• **What you need to do**
A faithful repeat of all the records, with no image kept, is the required answer.

Record extracts Start Marker

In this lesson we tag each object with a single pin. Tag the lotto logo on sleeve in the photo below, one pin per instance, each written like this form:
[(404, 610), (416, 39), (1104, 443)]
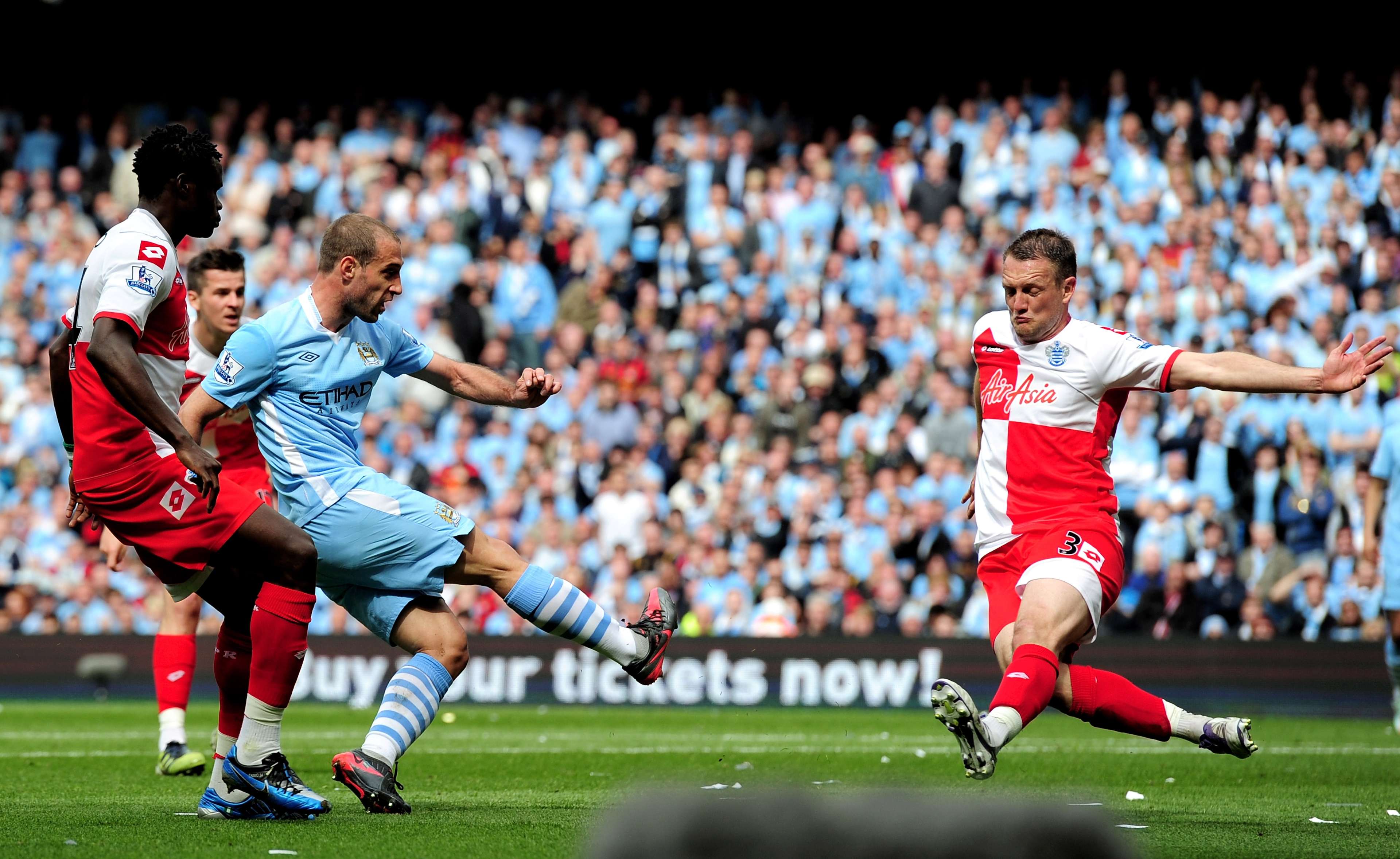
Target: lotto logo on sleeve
[(228, 368), (153, 254), (177, 500)]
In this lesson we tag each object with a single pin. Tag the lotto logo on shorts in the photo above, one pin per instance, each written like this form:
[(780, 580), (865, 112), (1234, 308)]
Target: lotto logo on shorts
[(177, 500), (447, 514)]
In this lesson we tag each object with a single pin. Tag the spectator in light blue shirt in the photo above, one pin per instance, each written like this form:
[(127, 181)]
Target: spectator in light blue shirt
[(863, 542), (610, 217), (525, 304), (1356, 429), (40, 149), (1052, 145)]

Record extracts End Marker

• **Output below**
In this lesson we tag each object with a single pin. Tag the lotto logo on sleeve in the photo below, one pin per instance, each written like this form:
[(404, 610), (416, 39), (1104, 443)]
Target: lotto logo on sleeve
[(228, 368), (153, 254), (177, 500)]
In this lesson we tag each object with a single pin. Tag the lotto logo on shorts in the photo above, one pin per instance, each written like this form:
[(780, 580), (865, 112), (1234, 308)]
Target: lotto logo on shorts
[(177, 500), (447, 514)]
In this lesson we tag each object with a single pin. Tag the spectator in light blue shirt in the photo above, one pin per instance, each written like this form:
[(127, 181)]
Target: spectator in light blue shirt
[(863, 542), (610, 217), (525, 304), (1356, 429), (40, 149), (1052, 145)]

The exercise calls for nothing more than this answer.